**MATERIAL TO PROCESS:**
=== Section Start ===

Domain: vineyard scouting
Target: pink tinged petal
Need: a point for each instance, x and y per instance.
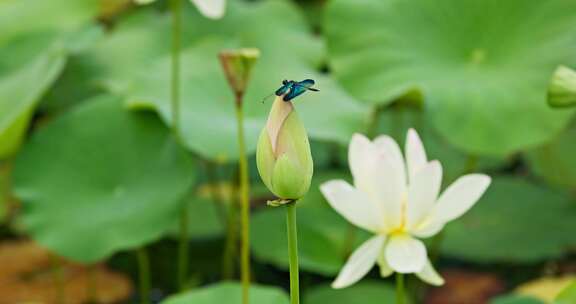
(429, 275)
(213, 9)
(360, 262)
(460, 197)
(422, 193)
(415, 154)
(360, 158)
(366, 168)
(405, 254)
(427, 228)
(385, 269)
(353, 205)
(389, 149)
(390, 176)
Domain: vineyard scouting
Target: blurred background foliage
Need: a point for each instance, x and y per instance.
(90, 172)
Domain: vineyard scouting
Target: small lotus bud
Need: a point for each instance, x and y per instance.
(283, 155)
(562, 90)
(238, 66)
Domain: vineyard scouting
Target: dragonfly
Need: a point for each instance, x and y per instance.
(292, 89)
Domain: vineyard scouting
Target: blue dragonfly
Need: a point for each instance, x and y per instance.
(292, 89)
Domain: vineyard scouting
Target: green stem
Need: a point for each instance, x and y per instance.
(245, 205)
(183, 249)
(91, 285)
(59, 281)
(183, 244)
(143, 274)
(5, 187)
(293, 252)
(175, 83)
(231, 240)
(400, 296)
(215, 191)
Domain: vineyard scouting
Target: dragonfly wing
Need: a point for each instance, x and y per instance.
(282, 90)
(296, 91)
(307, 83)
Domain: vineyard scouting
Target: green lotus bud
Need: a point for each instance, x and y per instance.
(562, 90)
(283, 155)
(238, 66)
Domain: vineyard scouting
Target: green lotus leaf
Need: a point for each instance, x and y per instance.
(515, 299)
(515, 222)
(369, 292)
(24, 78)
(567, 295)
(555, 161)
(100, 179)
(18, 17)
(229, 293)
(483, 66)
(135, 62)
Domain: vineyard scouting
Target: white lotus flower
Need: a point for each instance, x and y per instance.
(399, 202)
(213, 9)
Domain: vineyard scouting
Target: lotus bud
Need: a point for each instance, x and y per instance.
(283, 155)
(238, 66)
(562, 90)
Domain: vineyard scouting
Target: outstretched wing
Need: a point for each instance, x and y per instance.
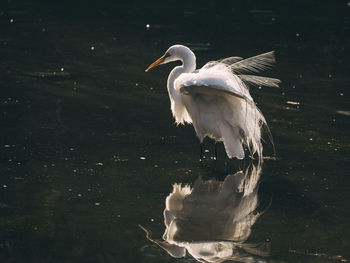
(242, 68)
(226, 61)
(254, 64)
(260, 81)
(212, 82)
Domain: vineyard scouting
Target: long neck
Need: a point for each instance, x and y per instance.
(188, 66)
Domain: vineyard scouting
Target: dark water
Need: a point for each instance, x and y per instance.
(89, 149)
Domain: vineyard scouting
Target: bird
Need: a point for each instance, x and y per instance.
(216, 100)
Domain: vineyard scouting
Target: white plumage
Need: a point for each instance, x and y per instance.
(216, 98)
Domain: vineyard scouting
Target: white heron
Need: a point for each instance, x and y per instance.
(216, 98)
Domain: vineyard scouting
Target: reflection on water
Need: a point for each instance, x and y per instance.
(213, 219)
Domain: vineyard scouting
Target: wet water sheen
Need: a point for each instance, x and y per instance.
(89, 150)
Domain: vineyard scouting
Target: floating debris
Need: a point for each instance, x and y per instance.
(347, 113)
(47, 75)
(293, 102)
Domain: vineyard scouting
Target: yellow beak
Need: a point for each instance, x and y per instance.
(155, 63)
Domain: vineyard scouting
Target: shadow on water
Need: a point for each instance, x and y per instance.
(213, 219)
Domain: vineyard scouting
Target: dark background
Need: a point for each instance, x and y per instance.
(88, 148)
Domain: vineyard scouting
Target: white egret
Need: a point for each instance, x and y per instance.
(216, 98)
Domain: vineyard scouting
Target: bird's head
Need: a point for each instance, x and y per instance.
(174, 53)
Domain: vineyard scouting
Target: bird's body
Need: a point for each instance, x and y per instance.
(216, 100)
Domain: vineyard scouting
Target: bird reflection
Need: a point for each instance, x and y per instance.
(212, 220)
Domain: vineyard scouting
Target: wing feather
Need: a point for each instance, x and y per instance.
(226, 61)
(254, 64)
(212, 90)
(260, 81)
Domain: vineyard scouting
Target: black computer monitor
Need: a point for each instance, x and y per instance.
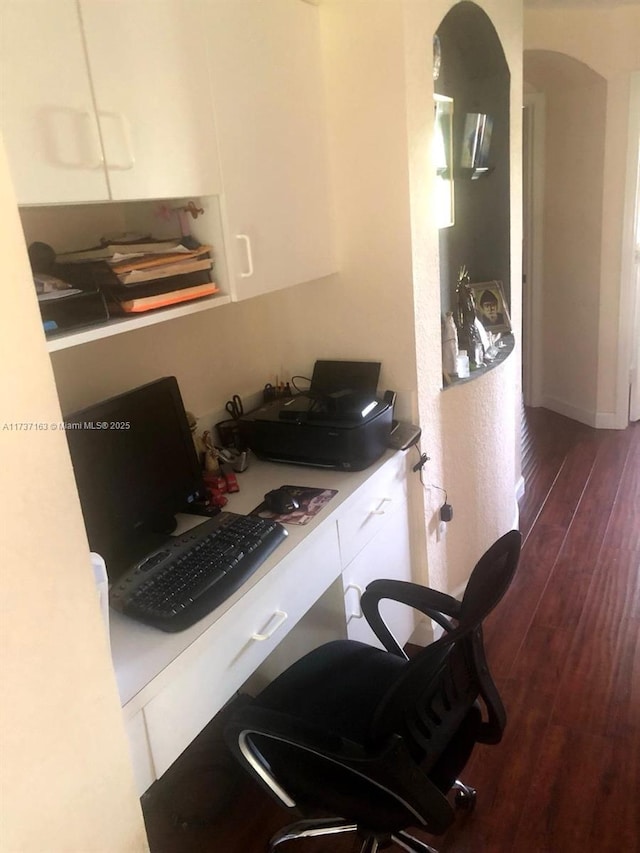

=== Section End ===

**WHAT YOU SHOULD DO:** Which lines above carry the string "wing"? Copy those lines.

**REPLY:**
Target: dragonfly wing
Target: outstretched wing
Target: wing feather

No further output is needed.